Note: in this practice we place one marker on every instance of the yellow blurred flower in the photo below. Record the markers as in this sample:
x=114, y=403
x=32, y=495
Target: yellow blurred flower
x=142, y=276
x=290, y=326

###

DESCRIPTION OF THE TASK
Reproduce every line of the records above verbatim, without any change.

RESULT OF THE TASK
Note: in this practice we place one marker on every instance of the yellow blurred flower in the photo below. Record the markers as in this sample:
x=114, y=403
x=32, y=495
Target: yellow blurred flower
x=142, y=276
x=290, y=326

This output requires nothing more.